[Provided passage]
Thought I'd update this thread with a few bits and pieces lol..

Since it was transformed its been featured on various global websites such as Speedhunters and Motormavens and gained somewhat of a reputation. Its an ongoing project really as it keeps giving me headaches much the same as any other modified car out there.










This shot featured on Speedhunters and got the car nominated in the 2009 Street Drift Car of the Year awards in December:









It got used and someone drove into it in a Tesco carpark









The engine got cleaned and tidied:

























Then the manifold cracked in about 8 places so I welded it all up and got it to Protuner in Redditch for drift car mapping guru Greg Gush to work his magic..










With a missfire and exhaust restrictions it reached 430bhp at 1.3bar... pretty happy with that for a first dyno and map session.









Plenty more to come from it. The missfire turned out to be because of a lack of earths on the ignition loom which my father rectified.

I should have these in 2 weeks:









But in the meantime I'm rolling around the roads of South Wales like this.. It certainly is a head turner..


----------



## tonigmr2 (Sep 12, 2002)

Full of awesome.


----------



## Pharoahe (Mar 11, 2006)

Full of awesome


----------



## Julio2906 (Mar 18, 2009)

Lovely car mate,I do like the Bee*R324 *VERY* much indeed.


----------



## Wade (Jul 31, 2008)

matty32 said:


> they arnt free


£60 quid! Would love to see the markup on that...


----------



## tonigmr2 (Sep 12, 2002)

I bought one AT BeeR in Japan and it was over £50, so not much markup from there.


----------



## Wade (Jul 31, 2008)

Unique Autosports want £35 (based in Au) surely small parcel in a jiffy bag sent in birthday paper wont cost much? :thumbsup:

Unique Autosports Online Catalogue - Bee Racing Japan

I was actually suprised the other day where two sellers were selling the same item with a difference of £50 between the two!!


----------



## tonigmr2 (Sep 12, 2002)

Well the Yen wasn't great when we were there..but still yes it cost me £50 from the garage itself, so I've no idea how they manage that! Maybe old stock. Would be interesting to see if they actually have them rather than just advertise them.


----------



## Miguel - Newera (Sep 18, 2003)

Strangely enough they're advertised on that site but, Bee-R stopped making and selling wheels about 3 years ago. This seller still advertises them....!

Like the old saying goes, if it sounds too good to be true...


----------



## matty32 (Dec 18, 2005)

Wade said:


> £60 quid! Would love to see the markup on that...


If you think you can buy it cheaper Inc freight then please let me know


----------



## Wade (Jul 31, 2008)

matty32 said:


> If you think you can buy it cheaper Inc freight then please let me know


DaveW £58 opcorn:

Miguel was right, those guys do not have the part in stock. Heard back from them today.

Get some more pics up with the new rims!!

(Position identification entries)

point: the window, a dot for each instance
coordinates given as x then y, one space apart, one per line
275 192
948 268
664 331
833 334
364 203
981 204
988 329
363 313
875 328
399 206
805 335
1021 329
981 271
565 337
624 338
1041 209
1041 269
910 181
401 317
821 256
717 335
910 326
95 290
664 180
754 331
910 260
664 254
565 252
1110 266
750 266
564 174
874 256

[Brief 1]
Reproduce the forum thread word for word between "Well the Yen" and "still advertises them....!", inclusive.
[Brief 2]
In the forum thread, what turned out to be the cause of the car's misfire?
You can leave the entries aside; they aren't required.

[Written solution 1]
Well the Yen wasn't great when we were there..but still yes it cost me £50 from the garage itself, so I've no idea how they manage that! Maybe old stock. Would be interesting to see if they actually have them rather than just advertise them.


----------



## Miguel - Newera (Sep 18, 2003)

Strangely enough they're advertised on that site but, Bee-R stopped making and selling wheels about 3 years ago. This seller still advertises them....!

[Written solution 2]
A lack of earths on the ignition loom.